## Stated task
Collect every line below that contains the string "edging", and copy each one in full.

((

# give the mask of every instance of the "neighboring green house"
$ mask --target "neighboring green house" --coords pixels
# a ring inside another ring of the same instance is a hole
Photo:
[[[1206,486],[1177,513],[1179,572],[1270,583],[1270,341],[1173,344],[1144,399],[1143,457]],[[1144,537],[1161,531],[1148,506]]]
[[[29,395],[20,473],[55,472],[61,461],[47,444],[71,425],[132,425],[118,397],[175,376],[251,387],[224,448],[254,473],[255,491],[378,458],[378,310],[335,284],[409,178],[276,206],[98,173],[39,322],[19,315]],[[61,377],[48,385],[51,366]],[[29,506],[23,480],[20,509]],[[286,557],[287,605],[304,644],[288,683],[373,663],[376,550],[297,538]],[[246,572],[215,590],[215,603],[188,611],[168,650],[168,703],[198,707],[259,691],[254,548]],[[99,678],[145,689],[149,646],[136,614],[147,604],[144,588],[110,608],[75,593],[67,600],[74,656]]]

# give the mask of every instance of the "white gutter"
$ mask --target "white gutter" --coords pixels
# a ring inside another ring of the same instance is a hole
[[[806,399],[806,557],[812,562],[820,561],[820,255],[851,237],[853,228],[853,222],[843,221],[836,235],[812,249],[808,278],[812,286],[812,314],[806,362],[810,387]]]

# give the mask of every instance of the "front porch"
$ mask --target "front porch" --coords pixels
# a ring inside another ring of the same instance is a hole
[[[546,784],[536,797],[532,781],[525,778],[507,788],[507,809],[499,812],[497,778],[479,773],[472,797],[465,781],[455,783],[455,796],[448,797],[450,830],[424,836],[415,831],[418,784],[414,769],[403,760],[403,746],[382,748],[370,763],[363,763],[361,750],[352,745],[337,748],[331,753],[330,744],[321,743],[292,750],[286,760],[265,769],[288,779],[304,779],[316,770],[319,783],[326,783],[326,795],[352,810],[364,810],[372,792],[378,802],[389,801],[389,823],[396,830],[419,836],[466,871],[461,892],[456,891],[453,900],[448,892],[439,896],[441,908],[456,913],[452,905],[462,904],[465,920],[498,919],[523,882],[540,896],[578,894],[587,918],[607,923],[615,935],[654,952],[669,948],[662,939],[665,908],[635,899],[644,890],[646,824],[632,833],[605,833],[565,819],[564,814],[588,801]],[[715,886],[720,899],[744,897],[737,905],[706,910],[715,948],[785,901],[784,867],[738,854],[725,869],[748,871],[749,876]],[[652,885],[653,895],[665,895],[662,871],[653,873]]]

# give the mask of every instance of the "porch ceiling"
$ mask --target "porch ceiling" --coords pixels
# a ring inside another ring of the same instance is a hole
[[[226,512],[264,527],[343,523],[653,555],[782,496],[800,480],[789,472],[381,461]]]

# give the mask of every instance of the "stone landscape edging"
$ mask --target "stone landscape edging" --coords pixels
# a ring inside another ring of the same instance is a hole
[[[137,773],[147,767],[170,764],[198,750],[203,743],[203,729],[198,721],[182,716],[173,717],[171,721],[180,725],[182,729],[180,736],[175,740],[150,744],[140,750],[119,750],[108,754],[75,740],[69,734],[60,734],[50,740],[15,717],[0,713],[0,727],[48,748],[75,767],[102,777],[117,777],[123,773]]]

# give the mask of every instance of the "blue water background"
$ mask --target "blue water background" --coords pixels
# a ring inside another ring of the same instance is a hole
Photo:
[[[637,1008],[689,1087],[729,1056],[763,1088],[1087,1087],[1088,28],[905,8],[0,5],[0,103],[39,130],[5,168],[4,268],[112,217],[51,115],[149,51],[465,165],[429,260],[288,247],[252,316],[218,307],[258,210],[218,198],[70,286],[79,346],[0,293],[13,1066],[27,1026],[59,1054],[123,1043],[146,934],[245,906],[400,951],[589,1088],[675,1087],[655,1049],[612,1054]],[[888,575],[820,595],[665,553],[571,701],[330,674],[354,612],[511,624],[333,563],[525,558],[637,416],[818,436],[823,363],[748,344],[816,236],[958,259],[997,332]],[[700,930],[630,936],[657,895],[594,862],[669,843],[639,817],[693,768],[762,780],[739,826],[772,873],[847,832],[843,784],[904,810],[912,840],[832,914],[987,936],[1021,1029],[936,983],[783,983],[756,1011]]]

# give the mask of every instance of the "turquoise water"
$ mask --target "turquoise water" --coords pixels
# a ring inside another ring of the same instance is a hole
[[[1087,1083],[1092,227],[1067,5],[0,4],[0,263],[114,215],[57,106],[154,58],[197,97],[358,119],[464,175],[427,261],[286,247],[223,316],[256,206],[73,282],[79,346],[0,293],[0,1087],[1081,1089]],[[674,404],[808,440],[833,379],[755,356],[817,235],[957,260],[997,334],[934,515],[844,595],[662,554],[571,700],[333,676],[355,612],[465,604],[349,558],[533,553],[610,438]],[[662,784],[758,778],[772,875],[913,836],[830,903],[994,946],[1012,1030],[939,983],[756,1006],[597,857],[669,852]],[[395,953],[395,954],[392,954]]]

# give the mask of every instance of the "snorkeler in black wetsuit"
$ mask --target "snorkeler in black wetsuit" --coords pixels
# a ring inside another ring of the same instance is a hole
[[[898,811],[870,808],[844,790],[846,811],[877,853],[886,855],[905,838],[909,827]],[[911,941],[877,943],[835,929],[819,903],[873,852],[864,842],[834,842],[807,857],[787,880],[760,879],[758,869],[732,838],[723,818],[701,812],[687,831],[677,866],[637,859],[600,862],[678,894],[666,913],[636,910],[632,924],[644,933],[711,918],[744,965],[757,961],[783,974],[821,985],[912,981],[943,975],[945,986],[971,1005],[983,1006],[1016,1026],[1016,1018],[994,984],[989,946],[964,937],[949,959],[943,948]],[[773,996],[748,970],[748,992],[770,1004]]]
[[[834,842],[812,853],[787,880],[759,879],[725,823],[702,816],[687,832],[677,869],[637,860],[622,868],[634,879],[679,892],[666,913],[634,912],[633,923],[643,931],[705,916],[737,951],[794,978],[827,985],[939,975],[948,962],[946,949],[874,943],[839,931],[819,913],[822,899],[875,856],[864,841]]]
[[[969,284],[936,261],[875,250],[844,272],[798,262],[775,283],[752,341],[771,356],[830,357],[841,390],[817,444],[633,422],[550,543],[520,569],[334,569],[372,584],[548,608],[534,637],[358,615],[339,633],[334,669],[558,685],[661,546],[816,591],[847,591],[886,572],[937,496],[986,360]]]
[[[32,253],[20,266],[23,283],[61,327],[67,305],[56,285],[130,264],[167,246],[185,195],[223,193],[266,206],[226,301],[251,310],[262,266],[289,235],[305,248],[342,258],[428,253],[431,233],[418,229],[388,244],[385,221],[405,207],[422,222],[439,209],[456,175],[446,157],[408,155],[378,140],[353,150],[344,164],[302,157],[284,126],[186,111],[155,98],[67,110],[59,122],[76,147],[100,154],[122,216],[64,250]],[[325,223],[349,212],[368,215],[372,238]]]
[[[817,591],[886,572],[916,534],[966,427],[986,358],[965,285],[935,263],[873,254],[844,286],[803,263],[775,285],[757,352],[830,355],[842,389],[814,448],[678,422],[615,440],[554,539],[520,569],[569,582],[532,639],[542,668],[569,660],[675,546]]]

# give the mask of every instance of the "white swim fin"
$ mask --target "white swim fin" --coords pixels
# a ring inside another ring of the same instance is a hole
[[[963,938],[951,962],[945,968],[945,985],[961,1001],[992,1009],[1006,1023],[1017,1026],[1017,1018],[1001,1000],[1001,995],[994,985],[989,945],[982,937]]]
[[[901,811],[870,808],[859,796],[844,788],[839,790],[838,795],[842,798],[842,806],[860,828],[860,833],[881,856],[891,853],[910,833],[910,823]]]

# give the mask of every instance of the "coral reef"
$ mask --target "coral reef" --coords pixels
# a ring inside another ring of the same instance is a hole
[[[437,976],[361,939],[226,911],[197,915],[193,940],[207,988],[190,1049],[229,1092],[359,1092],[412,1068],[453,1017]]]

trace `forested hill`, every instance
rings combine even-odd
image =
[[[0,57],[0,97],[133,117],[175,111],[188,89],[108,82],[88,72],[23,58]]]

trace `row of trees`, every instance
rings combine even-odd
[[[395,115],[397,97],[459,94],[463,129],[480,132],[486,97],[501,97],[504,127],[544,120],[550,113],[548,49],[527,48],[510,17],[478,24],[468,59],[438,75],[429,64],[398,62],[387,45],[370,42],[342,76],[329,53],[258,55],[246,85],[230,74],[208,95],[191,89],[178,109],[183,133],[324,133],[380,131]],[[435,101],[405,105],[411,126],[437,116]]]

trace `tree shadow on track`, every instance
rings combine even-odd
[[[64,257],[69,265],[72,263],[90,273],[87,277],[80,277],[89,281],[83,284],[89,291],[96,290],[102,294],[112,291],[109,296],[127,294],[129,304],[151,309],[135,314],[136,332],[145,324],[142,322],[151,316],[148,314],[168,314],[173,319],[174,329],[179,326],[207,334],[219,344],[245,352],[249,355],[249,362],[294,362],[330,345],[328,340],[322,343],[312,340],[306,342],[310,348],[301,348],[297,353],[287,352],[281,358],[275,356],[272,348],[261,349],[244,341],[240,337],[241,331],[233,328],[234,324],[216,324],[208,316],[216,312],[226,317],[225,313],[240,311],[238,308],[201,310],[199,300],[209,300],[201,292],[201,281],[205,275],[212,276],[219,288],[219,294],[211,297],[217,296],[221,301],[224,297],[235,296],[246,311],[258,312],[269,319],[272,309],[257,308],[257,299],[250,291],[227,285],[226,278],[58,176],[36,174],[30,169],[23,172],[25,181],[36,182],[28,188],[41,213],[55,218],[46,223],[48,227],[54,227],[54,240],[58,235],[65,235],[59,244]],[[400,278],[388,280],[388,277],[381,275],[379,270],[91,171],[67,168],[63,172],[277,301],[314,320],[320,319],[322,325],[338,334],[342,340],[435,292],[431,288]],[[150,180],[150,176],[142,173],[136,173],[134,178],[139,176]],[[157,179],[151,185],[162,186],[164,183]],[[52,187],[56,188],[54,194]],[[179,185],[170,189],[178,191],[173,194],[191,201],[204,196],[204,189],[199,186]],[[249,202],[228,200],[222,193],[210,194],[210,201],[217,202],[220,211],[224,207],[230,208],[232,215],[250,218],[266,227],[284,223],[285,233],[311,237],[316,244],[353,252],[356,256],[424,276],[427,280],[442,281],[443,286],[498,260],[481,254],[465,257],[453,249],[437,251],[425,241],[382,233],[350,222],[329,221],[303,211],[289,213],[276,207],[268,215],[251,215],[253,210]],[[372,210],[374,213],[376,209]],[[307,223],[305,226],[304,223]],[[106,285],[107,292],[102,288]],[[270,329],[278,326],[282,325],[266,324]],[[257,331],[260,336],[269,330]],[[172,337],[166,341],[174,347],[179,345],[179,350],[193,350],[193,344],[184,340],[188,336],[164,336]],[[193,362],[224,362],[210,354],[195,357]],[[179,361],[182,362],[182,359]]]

))

## Response
# give the mask of every instance of the "stone landscape edging"
$ mask --target "stone landscape edging" --coords pixels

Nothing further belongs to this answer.